- **REQUIRED TASK**
Starting at the line with "For each instance of the white cloud, place", transcribe each line through the final one, both included, and add nothing.

--- Begin ---

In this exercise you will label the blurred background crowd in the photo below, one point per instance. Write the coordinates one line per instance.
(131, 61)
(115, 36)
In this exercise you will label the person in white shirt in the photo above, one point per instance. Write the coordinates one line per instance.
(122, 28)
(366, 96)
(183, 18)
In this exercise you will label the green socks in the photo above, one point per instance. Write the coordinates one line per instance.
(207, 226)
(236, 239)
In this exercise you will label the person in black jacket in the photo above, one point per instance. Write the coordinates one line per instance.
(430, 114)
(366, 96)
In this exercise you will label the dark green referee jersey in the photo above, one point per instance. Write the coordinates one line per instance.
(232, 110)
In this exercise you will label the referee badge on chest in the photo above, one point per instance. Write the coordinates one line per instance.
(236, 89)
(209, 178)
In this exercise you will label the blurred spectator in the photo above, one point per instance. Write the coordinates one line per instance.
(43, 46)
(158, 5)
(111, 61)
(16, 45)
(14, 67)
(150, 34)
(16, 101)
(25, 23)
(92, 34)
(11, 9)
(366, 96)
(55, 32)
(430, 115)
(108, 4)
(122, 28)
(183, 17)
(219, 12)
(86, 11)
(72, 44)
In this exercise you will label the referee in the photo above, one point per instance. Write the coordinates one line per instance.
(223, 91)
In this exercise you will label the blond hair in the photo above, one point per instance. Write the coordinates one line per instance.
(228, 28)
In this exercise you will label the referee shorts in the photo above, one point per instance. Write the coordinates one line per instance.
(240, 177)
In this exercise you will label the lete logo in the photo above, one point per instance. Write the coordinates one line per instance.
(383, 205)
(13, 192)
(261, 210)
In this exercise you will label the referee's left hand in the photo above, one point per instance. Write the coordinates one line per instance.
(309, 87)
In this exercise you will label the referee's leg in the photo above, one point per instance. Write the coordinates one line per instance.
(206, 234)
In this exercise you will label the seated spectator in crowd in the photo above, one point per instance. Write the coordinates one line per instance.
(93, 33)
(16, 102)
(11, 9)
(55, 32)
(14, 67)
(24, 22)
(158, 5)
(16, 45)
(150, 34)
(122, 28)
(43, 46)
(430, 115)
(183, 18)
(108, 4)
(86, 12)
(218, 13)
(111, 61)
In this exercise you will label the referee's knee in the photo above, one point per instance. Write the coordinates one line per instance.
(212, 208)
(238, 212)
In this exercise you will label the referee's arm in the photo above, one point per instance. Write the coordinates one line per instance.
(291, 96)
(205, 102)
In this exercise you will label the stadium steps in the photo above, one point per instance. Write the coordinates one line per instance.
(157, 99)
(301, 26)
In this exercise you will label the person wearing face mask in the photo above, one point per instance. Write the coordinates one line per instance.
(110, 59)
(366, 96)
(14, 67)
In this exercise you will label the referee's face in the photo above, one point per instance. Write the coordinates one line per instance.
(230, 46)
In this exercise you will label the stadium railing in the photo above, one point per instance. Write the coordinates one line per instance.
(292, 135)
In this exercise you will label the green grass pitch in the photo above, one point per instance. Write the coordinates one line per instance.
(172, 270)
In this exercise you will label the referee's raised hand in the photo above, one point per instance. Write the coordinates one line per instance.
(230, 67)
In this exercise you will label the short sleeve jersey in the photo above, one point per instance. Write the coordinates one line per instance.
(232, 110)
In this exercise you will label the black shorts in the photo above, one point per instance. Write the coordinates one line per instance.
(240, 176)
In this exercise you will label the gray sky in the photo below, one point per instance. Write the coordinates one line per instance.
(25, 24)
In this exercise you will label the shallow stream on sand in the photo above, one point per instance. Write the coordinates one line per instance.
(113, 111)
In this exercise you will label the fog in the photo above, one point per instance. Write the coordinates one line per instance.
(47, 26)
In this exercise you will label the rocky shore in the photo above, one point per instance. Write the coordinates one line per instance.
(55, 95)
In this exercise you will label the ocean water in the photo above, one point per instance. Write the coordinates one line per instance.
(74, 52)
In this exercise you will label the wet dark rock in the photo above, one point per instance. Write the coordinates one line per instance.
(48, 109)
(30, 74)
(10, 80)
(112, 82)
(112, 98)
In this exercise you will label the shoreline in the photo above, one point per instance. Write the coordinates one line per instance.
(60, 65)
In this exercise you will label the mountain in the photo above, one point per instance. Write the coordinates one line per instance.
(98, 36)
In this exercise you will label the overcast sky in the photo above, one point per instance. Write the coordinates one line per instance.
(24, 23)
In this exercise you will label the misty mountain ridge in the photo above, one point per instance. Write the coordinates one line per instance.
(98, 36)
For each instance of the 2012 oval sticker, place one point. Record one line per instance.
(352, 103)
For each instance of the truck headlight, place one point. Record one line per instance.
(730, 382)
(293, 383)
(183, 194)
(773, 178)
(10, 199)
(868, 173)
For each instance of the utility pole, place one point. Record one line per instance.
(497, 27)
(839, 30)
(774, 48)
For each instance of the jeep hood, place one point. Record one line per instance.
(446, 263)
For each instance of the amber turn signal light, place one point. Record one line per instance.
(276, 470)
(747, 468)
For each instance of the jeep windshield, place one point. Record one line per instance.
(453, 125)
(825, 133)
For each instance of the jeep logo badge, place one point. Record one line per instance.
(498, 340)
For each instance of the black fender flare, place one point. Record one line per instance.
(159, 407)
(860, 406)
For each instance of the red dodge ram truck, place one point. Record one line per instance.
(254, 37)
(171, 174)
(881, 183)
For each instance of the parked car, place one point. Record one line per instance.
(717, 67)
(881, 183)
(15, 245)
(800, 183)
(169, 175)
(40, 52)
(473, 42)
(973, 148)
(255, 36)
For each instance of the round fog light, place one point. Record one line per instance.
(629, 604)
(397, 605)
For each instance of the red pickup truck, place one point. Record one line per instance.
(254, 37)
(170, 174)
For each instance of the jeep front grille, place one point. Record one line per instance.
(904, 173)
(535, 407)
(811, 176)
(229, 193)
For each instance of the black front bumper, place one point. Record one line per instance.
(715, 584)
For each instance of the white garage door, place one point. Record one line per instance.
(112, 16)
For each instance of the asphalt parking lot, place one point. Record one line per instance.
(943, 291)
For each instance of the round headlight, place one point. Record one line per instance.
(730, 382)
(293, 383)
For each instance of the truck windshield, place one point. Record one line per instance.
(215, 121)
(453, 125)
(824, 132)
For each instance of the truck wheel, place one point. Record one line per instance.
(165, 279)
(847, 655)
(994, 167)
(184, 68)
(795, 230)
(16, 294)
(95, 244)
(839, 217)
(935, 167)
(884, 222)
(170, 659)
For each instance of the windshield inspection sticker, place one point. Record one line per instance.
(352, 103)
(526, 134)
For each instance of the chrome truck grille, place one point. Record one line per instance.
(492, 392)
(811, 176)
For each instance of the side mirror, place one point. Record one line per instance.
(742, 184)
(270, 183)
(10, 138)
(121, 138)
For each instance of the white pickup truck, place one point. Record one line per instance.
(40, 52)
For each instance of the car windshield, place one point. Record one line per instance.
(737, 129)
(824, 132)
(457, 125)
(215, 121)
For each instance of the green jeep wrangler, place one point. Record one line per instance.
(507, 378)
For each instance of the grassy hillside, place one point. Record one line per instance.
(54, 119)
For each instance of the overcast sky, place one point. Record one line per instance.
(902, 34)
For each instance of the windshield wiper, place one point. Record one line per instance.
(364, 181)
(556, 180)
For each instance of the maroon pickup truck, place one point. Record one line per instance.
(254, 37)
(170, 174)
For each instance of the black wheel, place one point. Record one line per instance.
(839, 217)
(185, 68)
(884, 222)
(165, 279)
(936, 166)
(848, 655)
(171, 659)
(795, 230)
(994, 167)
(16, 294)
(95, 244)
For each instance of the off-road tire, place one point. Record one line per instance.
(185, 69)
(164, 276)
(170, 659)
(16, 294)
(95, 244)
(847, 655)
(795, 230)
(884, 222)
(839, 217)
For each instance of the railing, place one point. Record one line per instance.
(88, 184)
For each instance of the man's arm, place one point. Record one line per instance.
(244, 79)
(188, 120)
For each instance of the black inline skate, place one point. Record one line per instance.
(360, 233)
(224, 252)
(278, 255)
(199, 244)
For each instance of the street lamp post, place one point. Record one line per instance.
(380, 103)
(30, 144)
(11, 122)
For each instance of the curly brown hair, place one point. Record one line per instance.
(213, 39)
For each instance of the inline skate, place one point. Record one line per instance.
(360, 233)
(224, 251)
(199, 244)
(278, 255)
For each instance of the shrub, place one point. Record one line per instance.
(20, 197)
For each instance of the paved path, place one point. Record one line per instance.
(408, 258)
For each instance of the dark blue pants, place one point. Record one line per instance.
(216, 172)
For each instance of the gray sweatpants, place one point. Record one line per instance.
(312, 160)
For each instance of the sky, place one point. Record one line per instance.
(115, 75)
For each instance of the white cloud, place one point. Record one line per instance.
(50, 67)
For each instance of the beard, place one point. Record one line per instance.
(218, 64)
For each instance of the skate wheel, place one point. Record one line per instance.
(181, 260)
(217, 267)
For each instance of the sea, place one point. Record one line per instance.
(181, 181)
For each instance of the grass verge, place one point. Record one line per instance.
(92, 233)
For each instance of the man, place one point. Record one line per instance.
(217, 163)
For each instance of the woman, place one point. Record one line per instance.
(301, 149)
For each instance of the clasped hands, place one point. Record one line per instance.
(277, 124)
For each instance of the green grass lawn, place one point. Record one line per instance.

--- End ---

- **TASK RESULT**
For each instance of the white cloud, place one point. Record one line per instance.
(50, 67)
For each instance of the beard, place one point. Record one line per instance.
(218, 64)
For each instance of the skate wheel, place one point. Record one line per instance.
(181, 260)
(217, 267)
For each instance of the sea, place one point. Record one line per instance.
(181, 181)
For each instance of the grass verge, place one point. Record one line per instance.
(92, 233)
For each instance of the man, place one point. Record one line per instance.
(217, 163)
For each instance of the woman, place one point. Record one line per instance.
(301, 149)
For each instance of the clasped hands, place one point. Record one line per instance.
(277, 124)
For each instance of the green grass lawn, place one point. Record one line per instance.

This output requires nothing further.